SUPPLIED MATERIAL ->
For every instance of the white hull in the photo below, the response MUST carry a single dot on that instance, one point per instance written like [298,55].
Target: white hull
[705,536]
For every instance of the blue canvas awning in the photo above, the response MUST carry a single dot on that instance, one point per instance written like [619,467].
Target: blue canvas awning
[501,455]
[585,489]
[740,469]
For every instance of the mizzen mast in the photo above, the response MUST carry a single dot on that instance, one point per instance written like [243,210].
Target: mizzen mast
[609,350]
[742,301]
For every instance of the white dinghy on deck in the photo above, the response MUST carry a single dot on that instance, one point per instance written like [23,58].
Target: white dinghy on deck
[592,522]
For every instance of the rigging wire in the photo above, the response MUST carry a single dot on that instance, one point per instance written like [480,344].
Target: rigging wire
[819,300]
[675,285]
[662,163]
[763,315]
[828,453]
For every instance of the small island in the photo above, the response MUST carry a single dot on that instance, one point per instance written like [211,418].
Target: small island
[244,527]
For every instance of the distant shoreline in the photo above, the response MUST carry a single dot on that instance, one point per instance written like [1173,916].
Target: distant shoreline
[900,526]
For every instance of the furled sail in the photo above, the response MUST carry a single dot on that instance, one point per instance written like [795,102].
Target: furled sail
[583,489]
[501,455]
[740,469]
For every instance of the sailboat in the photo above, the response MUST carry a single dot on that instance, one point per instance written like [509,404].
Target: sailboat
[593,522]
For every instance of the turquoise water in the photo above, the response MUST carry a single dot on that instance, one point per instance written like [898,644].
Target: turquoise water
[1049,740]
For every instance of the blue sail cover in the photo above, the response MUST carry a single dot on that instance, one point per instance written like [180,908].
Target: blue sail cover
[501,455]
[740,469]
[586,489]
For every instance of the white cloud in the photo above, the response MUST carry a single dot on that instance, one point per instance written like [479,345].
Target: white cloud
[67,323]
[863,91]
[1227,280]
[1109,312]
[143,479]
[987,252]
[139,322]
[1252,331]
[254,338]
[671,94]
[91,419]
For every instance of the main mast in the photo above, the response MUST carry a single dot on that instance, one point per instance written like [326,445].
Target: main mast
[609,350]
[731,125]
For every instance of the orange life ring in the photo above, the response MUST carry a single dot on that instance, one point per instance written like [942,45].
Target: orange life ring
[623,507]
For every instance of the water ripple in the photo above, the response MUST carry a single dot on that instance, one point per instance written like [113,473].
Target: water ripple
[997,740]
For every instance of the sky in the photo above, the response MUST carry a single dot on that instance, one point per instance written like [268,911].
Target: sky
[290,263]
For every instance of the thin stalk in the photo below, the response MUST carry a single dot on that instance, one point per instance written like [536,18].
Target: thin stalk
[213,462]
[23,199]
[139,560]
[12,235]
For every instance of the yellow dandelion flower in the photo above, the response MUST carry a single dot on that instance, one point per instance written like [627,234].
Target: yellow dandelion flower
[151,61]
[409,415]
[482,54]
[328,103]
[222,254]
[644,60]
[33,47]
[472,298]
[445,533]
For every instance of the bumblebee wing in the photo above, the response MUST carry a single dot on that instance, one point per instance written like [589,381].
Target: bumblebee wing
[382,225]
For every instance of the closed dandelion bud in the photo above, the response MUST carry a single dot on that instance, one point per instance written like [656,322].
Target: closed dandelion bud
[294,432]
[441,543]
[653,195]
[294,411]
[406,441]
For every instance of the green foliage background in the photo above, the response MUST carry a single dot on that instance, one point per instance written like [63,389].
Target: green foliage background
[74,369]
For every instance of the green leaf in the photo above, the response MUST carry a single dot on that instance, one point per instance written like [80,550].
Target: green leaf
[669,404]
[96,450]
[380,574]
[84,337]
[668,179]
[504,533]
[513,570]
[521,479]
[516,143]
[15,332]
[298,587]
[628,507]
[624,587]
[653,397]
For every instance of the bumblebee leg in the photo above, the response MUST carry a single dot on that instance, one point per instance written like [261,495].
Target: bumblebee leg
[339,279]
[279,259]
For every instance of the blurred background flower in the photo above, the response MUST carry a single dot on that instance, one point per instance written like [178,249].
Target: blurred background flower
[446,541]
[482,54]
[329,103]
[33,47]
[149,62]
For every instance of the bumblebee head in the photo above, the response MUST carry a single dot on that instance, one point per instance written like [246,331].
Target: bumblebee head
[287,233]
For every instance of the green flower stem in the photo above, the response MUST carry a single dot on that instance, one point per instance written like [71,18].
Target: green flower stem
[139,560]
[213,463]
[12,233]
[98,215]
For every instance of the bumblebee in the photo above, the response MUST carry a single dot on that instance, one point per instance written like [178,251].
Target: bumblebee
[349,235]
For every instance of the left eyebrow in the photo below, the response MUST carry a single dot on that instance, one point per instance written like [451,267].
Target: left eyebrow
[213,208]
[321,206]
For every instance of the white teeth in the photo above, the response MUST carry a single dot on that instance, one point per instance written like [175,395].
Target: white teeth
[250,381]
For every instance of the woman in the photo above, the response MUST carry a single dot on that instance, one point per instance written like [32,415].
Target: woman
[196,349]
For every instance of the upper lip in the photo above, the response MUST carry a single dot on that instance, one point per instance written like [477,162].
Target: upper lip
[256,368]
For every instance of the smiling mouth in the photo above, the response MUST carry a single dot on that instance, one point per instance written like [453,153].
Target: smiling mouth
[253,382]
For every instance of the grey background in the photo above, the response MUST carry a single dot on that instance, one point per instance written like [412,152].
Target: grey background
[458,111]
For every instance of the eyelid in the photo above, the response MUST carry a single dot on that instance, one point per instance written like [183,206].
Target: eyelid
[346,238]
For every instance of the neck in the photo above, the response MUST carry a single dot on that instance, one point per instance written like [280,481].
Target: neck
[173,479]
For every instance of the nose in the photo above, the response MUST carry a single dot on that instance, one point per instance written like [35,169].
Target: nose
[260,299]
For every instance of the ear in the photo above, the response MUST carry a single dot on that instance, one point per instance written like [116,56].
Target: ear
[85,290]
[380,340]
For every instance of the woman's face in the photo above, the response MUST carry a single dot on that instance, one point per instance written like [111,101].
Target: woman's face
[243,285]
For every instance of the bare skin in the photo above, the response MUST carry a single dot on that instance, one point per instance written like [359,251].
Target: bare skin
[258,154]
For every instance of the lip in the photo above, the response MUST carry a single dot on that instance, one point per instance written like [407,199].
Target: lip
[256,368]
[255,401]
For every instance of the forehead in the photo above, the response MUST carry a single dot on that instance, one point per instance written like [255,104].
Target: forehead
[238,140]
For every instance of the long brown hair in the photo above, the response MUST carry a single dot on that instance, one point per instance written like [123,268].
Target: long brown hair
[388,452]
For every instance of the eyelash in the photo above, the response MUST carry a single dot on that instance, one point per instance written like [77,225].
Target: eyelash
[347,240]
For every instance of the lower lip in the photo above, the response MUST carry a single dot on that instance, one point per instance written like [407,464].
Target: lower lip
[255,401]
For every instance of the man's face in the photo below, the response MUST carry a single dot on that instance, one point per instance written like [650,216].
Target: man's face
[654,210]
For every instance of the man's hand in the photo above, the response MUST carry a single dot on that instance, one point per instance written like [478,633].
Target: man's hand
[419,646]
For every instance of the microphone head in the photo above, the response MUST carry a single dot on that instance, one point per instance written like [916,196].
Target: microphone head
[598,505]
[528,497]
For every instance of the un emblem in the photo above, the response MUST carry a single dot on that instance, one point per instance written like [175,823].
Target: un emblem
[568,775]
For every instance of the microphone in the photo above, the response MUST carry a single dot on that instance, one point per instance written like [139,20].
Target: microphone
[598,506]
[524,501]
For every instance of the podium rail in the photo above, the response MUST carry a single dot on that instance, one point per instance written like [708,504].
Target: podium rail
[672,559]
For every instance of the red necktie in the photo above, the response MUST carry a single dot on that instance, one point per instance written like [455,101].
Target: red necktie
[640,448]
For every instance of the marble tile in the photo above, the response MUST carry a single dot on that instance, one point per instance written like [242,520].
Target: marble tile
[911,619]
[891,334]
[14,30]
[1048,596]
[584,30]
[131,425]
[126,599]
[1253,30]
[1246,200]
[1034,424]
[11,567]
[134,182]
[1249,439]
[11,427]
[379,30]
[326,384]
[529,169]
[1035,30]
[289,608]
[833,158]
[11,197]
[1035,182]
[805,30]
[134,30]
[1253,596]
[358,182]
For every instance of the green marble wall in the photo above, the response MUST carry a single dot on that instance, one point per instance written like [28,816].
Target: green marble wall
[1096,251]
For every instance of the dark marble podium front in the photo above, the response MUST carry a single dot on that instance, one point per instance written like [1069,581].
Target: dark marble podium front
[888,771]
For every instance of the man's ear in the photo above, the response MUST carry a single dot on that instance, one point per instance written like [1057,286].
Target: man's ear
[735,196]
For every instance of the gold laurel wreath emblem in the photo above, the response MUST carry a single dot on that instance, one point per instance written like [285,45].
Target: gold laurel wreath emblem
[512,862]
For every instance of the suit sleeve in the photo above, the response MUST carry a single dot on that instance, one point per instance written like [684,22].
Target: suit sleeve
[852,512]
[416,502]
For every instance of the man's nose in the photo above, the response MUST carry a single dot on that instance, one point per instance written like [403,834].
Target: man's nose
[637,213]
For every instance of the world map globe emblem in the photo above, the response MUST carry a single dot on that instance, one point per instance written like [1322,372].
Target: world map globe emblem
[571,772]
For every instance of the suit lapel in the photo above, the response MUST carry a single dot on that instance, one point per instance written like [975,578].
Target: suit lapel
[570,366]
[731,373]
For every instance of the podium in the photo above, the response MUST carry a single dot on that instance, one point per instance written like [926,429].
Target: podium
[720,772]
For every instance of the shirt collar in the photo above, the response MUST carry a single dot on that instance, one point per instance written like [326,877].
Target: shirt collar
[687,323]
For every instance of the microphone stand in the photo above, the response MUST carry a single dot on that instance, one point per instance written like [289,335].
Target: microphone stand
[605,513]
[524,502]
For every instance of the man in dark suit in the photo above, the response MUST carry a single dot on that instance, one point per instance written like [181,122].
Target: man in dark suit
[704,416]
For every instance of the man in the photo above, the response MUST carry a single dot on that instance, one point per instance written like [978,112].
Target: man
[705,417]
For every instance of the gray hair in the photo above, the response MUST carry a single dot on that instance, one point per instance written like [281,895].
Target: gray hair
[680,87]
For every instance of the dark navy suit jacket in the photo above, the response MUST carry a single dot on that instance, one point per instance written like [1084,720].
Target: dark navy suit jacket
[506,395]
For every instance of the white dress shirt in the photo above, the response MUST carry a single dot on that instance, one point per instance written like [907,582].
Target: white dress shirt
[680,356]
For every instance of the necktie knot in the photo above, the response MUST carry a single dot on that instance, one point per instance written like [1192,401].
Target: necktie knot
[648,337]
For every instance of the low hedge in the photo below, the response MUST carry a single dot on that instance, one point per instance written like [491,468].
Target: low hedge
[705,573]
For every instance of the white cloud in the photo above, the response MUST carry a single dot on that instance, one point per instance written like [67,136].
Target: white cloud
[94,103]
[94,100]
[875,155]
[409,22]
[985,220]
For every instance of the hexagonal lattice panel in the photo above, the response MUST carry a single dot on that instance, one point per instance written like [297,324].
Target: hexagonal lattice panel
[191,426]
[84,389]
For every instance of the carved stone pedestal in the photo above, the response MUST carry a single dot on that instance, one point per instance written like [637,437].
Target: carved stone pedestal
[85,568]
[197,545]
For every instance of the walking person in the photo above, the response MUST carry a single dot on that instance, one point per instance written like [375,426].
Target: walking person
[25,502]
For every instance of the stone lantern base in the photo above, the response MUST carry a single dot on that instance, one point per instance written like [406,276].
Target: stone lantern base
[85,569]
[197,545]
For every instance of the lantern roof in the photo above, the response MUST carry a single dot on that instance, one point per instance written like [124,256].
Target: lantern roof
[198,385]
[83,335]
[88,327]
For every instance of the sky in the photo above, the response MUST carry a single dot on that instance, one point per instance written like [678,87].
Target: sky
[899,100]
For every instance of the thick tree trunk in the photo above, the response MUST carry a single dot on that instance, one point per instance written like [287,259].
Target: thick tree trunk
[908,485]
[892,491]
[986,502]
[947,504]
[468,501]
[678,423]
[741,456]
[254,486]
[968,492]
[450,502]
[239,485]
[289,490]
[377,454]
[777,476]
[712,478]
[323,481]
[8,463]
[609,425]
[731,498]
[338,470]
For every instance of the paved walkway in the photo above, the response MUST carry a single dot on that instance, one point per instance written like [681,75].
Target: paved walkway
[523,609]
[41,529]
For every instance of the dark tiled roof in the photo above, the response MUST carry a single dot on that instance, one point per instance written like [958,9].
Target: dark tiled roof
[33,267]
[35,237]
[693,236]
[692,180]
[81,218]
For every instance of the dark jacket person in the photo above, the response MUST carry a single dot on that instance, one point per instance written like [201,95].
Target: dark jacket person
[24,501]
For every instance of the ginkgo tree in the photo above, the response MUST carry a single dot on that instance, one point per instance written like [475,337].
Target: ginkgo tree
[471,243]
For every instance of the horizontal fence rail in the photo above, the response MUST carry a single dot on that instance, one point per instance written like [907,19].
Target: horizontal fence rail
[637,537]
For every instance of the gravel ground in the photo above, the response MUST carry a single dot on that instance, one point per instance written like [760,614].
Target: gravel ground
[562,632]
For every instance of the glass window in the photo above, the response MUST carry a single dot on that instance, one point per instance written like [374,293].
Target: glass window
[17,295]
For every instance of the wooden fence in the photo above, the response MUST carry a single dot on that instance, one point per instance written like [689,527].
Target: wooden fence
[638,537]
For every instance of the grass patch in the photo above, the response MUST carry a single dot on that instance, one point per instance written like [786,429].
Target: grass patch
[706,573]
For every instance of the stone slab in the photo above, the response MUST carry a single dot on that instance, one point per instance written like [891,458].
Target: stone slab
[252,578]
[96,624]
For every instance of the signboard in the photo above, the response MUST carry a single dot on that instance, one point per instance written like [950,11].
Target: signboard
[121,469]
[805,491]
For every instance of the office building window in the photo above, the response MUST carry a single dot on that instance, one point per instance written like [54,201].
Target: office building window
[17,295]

DESCRIPTION OF THE TASK -> Give again, word for word, every line from the one holding "For every instance of the wooden" to the end of the data.

REPLY TO THE EXERCISE ->
For every instance of the wooden fence in the photo above, the response MUST carry a single dot on that instance, one point per instance written like [689,527].
Target: wooden fence
[638,537]
For every instance of the grass patch in the photo above, the response MUST carry a single dot on that instance, one point per instance written like [786,429].
Target: grass patch
[706,573]
For every instance of the stone slab in the photo above, the response MUST carry a single dot on that instance, one point per instance written like [891,458].
Target: stone slab
[252,578]
[96,624]
For every instance of the signboard in the photo above, the response MUST carry a single dot on that instance, one point per instance written like [950,11].
Target: signboard
[121,469]
[805,491]
For every instance of the office building window in the photo above, the response MUST carry a single dot on that instance, one point per instance written like [54,201].
Target: office building window
[17,295]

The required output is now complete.